Collected data entries
——
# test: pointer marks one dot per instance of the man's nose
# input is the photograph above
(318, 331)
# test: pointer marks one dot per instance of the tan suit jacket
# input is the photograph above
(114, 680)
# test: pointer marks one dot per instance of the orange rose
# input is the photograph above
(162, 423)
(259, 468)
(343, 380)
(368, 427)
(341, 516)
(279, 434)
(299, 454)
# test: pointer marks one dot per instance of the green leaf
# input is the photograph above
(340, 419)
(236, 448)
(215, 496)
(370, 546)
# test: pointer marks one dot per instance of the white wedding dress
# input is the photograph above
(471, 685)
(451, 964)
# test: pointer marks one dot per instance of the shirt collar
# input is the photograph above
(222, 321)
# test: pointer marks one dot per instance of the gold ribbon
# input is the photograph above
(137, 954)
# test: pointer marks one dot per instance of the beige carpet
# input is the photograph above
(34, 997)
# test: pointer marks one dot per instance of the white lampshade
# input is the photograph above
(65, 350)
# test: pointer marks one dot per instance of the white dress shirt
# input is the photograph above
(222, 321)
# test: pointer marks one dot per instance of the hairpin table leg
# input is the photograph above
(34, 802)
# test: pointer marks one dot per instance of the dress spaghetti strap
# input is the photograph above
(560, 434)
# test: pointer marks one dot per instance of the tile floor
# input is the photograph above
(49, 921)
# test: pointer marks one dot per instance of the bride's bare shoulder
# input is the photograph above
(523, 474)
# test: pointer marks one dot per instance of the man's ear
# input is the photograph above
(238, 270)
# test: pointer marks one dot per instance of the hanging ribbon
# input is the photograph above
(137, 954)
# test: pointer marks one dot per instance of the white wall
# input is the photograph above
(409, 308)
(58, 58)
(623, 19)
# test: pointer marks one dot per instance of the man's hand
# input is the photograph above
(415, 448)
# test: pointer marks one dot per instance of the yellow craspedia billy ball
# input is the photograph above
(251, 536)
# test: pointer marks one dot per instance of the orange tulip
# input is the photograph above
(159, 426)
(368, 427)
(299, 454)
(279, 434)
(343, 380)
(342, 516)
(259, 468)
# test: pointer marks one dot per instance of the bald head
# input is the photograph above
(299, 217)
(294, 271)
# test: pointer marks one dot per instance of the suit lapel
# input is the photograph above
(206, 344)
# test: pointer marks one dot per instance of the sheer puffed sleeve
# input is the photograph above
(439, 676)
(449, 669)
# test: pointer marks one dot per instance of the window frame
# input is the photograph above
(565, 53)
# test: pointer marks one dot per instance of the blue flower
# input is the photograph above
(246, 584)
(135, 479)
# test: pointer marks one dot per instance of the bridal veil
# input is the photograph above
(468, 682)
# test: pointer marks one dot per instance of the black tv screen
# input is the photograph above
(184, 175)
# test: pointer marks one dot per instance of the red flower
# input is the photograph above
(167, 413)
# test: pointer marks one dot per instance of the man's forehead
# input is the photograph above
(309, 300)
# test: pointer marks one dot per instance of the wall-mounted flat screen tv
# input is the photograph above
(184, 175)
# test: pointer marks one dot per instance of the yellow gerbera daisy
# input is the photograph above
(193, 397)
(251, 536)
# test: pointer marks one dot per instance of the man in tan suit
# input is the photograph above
——
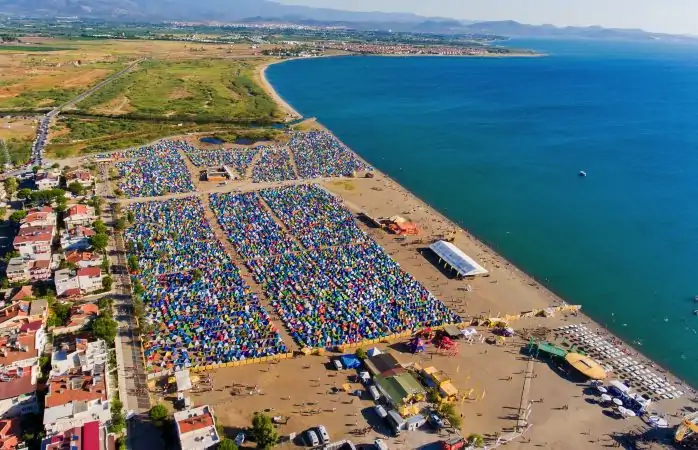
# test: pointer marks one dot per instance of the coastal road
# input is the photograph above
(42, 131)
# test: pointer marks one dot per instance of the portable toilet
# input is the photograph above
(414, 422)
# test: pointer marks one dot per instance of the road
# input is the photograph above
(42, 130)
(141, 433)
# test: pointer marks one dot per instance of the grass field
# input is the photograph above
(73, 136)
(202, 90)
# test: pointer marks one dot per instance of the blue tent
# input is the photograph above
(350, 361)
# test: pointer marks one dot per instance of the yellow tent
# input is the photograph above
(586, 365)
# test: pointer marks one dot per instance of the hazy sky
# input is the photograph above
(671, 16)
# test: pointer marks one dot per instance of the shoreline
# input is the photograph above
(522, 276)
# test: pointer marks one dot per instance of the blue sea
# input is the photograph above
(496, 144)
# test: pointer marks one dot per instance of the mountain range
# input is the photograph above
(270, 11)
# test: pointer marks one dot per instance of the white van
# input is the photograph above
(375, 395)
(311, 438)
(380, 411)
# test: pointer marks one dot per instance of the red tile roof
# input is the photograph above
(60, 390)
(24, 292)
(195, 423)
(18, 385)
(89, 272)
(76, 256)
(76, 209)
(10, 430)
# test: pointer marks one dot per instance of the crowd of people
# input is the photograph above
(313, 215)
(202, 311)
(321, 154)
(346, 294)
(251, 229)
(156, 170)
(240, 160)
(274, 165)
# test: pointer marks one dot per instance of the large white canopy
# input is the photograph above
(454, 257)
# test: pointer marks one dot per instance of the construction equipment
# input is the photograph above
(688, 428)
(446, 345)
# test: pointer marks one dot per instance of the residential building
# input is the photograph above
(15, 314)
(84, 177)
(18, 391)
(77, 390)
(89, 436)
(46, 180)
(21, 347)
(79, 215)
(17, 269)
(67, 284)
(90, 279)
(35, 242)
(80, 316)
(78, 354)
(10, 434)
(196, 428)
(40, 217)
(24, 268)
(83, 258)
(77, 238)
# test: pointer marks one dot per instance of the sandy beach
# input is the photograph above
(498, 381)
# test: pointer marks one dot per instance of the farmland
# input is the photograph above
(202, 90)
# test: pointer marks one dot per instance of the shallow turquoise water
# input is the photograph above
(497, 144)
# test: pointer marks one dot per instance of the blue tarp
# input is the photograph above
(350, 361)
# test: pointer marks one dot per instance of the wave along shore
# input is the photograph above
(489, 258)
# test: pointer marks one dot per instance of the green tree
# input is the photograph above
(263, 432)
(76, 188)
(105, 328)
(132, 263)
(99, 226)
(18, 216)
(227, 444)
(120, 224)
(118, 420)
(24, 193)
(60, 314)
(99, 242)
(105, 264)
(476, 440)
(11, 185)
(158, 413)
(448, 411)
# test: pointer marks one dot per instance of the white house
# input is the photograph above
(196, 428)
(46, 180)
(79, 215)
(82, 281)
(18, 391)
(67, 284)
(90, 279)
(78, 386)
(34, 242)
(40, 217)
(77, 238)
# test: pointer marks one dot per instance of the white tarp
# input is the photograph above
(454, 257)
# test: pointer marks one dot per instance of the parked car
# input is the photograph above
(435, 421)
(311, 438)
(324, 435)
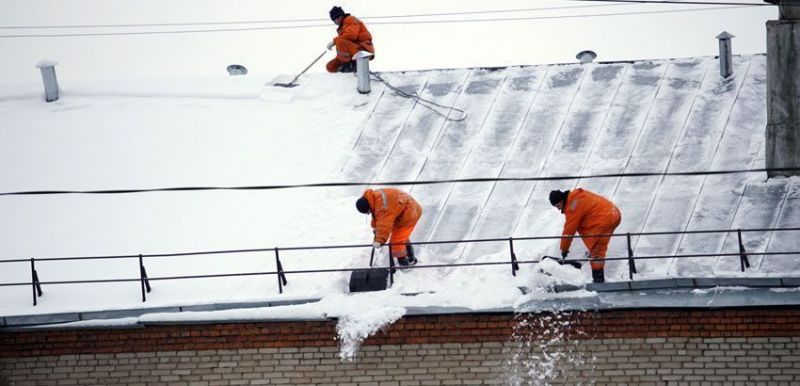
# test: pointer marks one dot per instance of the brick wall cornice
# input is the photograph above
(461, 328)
——
Looking at the entries above, work out how many lines contain the word "shirt", then reply with only that figure.

2